» Texto fornecido:
Por Vitor Nuzzi, na Rede Brasil Atual:
O golpe completava seis anos, em 1º de abril de 1970, e a ditadura estava no período mais agudo, desde a implementação do AI-5, em 1968. Com base nesse ato institucional, 10 cientistas do Instituto Oswaldo Cruz (IOC), no Rio de Janeiro, foram cassados, tiveram os direitos políticos suspensos e não puderam mais trabalhar nem em outras instituições federais. O caso, conhecido como “Massacre de Manguinhos” – referência ao bairro da zona norte carioca onde fica a sede da agora Fundação Oswaldo Cruz (Fiocruz) – é relatado em livro publicado em 1978, que acaba de ganhar nova edição. Foi escrito por um dos cientistas atingidos, Herman Lent, uma referência mundial em estudo de besouros. A capa da edição original traz desenho de Oscar Niemeyer: uma das torres do Castelo Mourisco, onde fica a Fiocruz, desmoronando. O relançamento do livro faz parte das comemorações pelos 119 anos da Fiocruz, que vão até a próxima sexta-feira (31).

Registros de anotação de detecção
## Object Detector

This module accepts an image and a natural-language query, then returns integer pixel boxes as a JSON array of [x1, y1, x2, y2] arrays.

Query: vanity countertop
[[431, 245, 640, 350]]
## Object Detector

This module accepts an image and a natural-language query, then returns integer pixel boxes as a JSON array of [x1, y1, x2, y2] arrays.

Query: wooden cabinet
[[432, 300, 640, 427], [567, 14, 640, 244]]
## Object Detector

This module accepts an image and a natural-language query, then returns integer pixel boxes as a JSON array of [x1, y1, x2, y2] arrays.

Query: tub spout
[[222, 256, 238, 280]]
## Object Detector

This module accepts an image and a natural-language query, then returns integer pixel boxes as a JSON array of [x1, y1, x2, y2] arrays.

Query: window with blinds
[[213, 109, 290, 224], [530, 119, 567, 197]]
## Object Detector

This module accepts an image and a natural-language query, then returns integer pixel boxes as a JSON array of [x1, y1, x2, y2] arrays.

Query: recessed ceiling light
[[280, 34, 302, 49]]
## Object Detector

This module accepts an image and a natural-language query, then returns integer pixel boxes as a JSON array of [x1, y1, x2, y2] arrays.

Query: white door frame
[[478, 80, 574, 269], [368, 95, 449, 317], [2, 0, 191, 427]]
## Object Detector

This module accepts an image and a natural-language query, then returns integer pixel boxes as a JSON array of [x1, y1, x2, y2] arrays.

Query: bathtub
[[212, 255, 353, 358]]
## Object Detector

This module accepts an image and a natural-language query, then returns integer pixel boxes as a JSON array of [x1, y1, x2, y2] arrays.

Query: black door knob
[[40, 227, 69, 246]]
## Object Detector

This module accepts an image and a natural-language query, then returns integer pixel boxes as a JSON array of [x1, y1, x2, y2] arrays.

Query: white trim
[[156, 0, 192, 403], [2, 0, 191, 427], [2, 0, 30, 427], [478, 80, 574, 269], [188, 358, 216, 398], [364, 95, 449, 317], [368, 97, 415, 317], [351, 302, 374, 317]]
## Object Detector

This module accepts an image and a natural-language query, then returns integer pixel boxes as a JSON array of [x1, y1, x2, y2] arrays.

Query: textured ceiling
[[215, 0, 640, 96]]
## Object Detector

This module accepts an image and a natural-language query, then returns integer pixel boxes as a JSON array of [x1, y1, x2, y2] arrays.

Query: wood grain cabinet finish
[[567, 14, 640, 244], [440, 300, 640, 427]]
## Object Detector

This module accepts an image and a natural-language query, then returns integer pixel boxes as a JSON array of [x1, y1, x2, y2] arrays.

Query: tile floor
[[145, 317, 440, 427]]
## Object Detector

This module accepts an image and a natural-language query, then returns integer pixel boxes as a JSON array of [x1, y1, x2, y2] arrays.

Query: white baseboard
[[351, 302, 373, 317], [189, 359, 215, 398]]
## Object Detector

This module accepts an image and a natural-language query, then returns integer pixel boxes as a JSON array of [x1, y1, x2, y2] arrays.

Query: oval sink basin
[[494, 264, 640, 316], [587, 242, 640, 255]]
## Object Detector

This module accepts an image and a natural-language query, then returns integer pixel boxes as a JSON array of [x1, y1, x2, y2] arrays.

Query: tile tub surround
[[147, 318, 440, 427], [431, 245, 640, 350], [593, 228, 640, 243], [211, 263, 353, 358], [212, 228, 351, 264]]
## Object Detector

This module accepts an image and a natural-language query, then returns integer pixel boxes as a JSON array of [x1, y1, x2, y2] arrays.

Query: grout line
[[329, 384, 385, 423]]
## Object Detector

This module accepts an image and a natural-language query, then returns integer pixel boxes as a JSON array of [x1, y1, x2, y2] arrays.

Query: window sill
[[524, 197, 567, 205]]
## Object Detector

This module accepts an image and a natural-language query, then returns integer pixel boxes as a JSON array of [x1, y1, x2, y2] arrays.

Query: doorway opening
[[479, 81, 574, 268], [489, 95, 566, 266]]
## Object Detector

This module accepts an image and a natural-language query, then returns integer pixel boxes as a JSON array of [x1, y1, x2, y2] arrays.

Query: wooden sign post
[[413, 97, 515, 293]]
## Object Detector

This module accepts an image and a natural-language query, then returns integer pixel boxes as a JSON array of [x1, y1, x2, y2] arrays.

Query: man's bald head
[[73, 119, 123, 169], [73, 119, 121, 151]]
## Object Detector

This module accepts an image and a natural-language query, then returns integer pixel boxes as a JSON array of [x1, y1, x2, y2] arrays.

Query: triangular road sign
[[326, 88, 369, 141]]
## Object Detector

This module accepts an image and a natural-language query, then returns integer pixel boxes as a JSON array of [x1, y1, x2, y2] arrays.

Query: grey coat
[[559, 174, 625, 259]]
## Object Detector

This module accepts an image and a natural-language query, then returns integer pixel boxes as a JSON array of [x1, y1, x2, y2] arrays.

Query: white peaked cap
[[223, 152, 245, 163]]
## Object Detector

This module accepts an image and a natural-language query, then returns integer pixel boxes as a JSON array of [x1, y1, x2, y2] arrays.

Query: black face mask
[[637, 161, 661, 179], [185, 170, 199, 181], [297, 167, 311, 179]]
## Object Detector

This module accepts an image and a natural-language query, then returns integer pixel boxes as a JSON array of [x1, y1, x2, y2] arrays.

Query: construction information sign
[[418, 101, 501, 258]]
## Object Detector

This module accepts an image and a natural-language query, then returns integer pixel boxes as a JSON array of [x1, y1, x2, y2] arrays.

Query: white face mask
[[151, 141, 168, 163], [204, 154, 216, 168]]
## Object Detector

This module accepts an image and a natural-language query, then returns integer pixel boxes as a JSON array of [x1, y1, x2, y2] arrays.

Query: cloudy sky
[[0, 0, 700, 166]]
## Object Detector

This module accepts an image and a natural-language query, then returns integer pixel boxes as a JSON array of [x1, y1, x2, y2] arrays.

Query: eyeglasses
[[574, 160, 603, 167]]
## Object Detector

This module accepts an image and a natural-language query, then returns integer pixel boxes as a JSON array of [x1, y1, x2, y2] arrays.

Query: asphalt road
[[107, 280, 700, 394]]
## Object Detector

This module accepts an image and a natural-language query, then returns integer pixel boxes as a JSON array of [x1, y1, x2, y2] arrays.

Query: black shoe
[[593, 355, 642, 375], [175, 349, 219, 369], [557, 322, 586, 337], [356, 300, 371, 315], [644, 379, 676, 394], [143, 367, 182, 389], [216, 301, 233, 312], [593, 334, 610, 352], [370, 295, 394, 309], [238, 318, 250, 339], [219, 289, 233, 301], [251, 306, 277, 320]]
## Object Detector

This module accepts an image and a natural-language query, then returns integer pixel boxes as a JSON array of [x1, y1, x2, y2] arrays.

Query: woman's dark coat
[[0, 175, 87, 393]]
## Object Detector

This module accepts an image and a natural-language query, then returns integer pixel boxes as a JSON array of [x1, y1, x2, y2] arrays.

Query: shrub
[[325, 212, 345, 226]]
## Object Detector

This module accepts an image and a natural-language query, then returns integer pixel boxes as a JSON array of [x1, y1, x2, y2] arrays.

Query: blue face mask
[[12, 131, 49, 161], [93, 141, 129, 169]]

» Instruções do exercício:
Responda com base no texto sobre o Massacre de Manguinhos:
1. Quantos cientistas do Instituto Oswaldo Cruz foram cassados?
2. Em que ano foi publicado o livro que relata o caso?
3. O que mostra o desenho de Oscar Niemeyer na capa da edição original?

» Resolução escrita:
1. 10 cientistas.
2. Em 1978.
3. Uma das torres do Castelo Mourisco desmoronando.